Exercises to complete:
**a.** Using the research abstracts, answer each question below.
(i) By what percentage did Weimar Germany's exports fall between 1928 and 1932?
(ii) What were the Nazi party's vote shares at the start and end of that period?
(iii) In the electricity study, what source of exogenous variation is used?
**b.** Write the next part of the research abstracts on trade collapse and electricity adoption, picking up right after their final sentence.

Passage:
• • • •

Job Market Paper

["The consequences of a trade collapse: Economics and politics in Weimar Germany", with Giovanni Facchini, [draft][slides]. 

Abstract: What are the political consequences of de-globalization? We address this question in the context of Weimar Germany, which experienced a 67% decline in exports between 1928-1932. During this period, the Nazi party vote share increased from 3% to 37%. Using newly digitized data, we show that this surge was not driven by the direct effects of the export decline in manufacturing areas. At the same time, trade shock-induced declines in food prices spread economic hardship to rural hinterlands. We document that this indirect effect and the pro-agriculture policies put forward by the Nazis are instead key to explain their electoral success. 

Publications

Working Papers

"Sparking knowledge: Early technology adoption, innovation ability and long-run growth", GEP Research Paper 2021/05  [PDF][WP];  Media: ECIPE-Podcast; EHS The Long Run Revise & Resubmit at the Journal of the European Economic Association

Abstract: This paper explores the effect of the early adoption of technology on local economic development. While timing and intensity of technology adoption are key drivers of economic divergence across countries, the initial impact of new technologies within advanced countries has been incredibly illusive. Resolving this puzzle, this paper documents that the early adoption of electricity across Switzerland was conducive to local economic development not just in the short-run, but also in the long-run. Exploiting exogenous variation in the potential to produce electricity from waterpower, this paper finds that electricity adoption at the end of the 19th century led to local differences in structural transformation. However, despite access to electricity becoming quickly universal in the early 20th century, due to the expansion of the electricity grid, economic development did not converge across areas. Instead, areas which adopted electricity early continue to be more industrialized and have higher incomes today. In particular, the geographical distribution of the newly emerging and innovative chemical industry was shaped by early electricity adoption, while employment gains through the building and operation of new power plants themselves were mostly short-lived. The main mechanism through which differences in economic development persist in the long-run is through increased human capital accumulation and innovation, rather than persistent differences in the way electricity is used.

• • • •

Rows from an object pointing dataset:
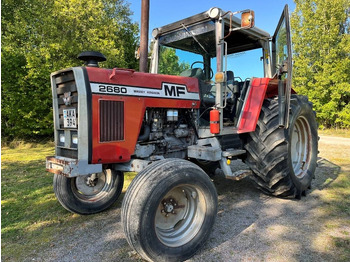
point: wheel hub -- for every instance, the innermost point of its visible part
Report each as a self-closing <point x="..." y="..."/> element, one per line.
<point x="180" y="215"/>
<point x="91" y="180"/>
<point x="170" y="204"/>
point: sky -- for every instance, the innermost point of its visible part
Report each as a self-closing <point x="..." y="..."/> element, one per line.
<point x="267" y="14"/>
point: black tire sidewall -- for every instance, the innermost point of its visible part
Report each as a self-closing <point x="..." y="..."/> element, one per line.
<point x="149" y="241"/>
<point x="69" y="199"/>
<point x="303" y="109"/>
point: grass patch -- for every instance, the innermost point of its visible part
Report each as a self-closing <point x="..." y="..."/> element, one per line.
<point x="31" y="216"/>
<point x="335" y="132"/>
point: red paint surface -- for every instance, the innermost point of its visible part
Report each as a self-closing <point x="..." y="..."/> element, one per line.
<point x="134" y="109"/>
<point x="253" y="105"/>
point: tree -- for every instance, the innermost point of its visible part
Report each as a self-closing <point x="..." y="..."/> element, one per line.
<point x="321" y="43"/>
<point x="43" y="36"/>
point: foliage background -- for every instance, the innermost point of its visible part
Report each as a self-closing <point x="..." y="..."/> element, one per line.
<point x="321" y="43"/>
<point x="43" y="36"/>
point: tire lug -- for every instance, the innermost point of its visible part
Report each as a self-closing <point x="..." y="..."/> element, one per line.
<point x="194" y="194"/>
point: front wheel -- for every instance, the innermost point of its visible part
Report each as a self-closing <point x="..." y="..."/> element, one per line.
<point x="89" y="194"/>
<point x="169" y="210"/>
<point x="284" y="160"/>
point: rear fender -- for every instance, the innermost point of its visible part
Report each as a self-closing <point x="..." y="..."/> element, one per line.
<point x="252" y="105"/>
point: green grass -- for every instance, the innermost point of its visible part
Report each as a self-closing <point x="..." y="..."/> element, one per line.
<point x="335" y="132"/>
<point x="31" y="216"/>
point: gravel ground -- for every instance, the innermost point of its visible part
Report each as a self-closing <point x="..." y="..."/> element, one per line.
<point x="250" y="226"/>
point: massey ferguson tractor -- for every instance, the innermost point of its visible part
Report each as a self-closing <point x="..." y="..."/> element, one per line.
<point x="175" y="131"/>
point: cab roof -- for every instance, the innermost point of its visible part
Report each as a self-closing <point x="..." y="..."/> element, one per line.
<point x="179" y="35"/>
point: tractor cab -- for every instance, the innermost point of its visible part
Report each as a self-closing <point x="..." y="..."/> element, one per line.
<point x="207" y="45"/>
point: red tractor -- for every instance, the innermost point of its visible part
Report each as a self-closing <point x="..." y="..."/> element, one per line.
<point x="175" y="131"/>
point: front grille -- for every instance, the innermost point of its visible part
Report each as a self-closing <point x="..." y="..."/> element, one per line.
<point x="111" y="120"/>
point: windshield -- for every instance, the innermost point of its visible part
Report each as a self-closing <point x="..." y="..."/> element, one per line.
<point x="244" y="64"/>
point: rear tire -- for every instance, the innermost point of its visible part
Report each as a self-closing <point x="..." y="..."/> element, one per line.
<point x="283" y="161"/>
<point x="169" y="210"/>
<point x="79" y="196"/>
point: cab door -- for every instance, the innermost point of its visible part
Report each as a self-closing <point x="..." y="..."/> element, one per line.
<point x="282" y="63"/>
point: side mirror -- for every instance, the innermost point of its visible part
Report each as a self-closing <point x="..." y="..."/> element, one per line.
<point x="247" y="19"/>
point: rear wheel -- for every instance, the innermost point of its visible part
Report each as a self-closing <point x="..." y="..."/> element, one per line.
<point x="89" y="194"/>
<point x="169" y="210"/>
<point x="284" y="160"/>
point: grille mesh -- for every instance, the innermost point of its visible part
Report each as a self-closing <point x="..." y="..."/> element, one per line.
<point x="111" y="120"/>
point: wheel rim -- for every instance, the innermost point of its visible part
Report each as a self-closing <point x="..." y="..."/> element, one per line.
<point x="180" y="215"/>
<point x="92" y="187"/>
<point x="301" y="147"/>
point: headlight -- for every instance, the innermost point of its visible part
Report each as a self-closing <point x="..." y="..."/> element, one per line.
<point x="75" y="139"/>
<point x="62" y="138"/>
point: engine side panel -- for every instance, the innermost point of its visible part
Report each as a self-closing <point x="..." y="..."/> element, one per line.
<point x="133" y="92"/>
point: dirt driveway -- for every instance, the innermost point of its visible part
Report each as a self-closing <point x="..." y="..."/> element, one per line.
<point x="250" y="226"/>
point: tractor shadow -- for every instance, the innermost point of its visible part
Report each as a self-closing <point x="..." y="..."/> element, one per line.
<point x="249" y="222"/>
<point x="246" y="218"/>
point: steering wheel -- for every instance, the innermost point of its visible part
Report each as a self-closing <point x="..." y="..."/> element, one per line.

• • • •

Exercise answers:
**a.**
(i) 67%
(ii) 3% at the start and 37% at the end
(iii) The potential to produce electricity from waterpower

**b.**
"The Effect of Recent Technological Change on U.S. Immigration Policy: Evidence from Congressional Roll Call Votes" CesIfo Working Paper No.9302 [PDF][WP] Revise & Resubmit at the Journal of Economic Behavior & Organization

Abstract: Did recent technological change, in the form of automation, affect immigration policy in the United States? I argue that as automation shifted employment from routine to manual occupations at the bottom end of the skill distribution, it increased competition between natives and immigrants, consequently leading to increased support for restricting low-skill immigration. I formalise this hypothesis theoretically in a partial equilibrium model with constant elasticity of substitution in which technology leads to employment polarization, and policy makers can vote on immigration legislation. I empirically evaluate these predictions by analysing voting on low-skill immigration bills in the House of Representatives during the period 1973-2014. First, I find evidence that policy makers who represent congressional districts with a higher share of manual employment are more likely to support restricting low-skill immigration. Second, I provide empirical evidence that representatives of districts which experienced more manual biased technological change are more likely to support restricting low-skill immigration. Finally, I provide evidence that automation did not affect trade policy, which is in line with automation having increased employment in occupations exposed to low-skill immigration, but not those exposed to international trade.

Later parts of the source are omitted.